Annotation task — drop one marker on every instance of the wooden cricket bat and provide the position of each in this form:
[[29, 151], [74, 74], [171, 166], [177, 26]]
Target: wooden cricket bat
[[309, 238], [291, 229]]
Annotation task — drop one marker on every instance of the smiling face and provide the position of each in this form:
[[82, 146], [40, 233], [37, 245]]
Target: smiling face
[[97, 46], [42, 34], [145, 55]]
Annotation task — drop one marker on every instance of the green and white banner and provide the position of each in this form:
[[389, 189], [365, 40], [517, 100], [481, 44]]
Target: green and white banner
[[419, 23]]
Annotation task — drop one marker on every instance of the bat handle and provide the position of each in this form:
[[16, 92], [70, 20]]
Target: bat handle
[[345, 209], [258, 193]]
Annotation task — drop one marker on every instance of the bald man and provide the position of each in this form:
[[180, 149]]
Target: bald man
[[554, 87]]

.....

▸ **Requirement**
Convert every line of the records above into a Markdown table with two columns, Row and Line. Number the rows in order and leave out any blank lines.

▸ **Solution to the exercise**
| Row | Line |
|---|---|
| 1 | Annotation task — drop one marker on every instance of the wooden cricket bat and provide the position of each in this form: |
| 2 | [[29, 151], [74, 74], [171, 166], [177, 26]] |
| 3 | Target: wooden cricket bat |
| 4 | [[309, 238], [291, 229]] |
| 5 | Annotation task — drop one marker on every instance of the smiling face and provide the position of each in this form: |
| 6 | [[82, 146], [40, 233], [37, 245]] |
| 7 | Target: smiling face |
| 8 | [[97, 46], [42, 34], [145, 55]] |
| 9 | Annotation task — drop one marker on every instance of the green and white banner and provide the position of each in this form: |
| 10 | [[389, 189], [365, 40], [517, 100], [481, 44]] |
| 11 | Target: green and white banner |
| 12 | [[419, 23]] |
| 13 | Annotation task — drop one marker on every instance of the bat handle and provide the position of each in this form: |
| 14 | [[16, 92], [70, 20]] |
| 15 | Target: bat handle |
| 16 | [[345, 209], [258, 193]] |
| 17 | Annotation task — drop one marker on every instance of the bald man and provide the position of each in this form: |
| 18 | [[180, 149]] |
| 19 | Target: bald man |
| 20 | [[554, 87]] |